Activity:
Copy the passage about Mother Jones below word for word, starting at "In 1913, during" and ending at "local coal mines.".

She became known as "the most dangerous woman in America", a phrase coined by a West Virginia District Attorney named Reese Blizzard in 1902, when she was arrested for ignoring an injunction banning meetings by striking miners. "There sits the most dangerous woman in America", announced Blizzard. "She crooks her finger-twenty thousand contented men lay down."
In 1903 Jones organized children working in mills and mines in the "Children's Crusade", a march from Kensington, Pennsylvania to Oyster Bay, New York, the home of President Theodore Roosevelt with banners demanding "We want time to play!" and "We want to go to school!" Though the President refused to meet with the marchers, the incident brought the issue of child labor to the forefront of the public agenda.
In 1913, during the Paint Creek-Cabin Creek strike in West Virginia, Mother Jones was charged and kept under house arrest in the nearby town of Pratt and subsequently convicted with other union organizers of conspiring to commit murder, after organizing another children's march. Her arrest raised an uproar and she was soon released from prison, after which the United States Senate ordered an investigation into the conditions in the local coal mines.

Dataset entries:
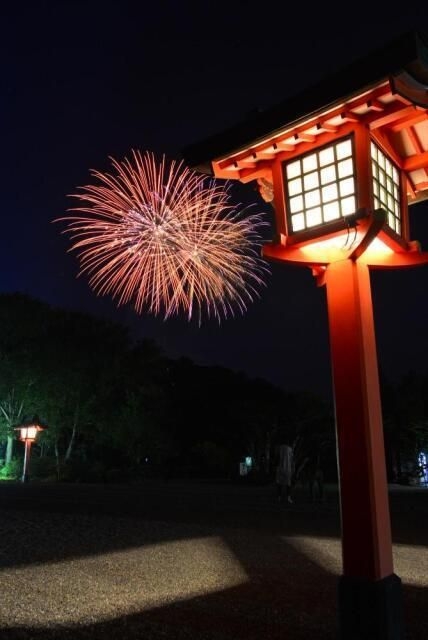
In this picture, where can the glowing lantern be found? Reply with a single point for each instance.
(27, 434)
(341, 163)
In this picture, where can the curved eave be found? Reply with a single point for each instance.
(403, 62)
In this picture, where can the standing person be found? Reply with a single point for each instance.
(284, 473)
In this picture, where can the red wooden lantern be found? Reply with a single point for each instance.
(341, 164)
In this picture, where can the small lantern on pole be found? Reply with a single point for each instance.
(28, 431)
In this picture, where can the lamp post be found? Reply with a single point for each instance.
(27, 434)
(341, 164)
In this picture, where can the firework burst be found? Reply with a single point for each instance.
(164, 238)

Response to this task:
In 1913, during the Paint Creek-Cabin Creek strike in West Virginia, Mother Jones was charged and kept under house arrest in the nearby town of Pratt and subsequently convicted with other union organizers of conspiring to commit murder, after organizing another children's march. Her arrest raised an uproar and she was soon released from prison, after which the United States Senate ordered an investigation into the conditions in the local coal mines.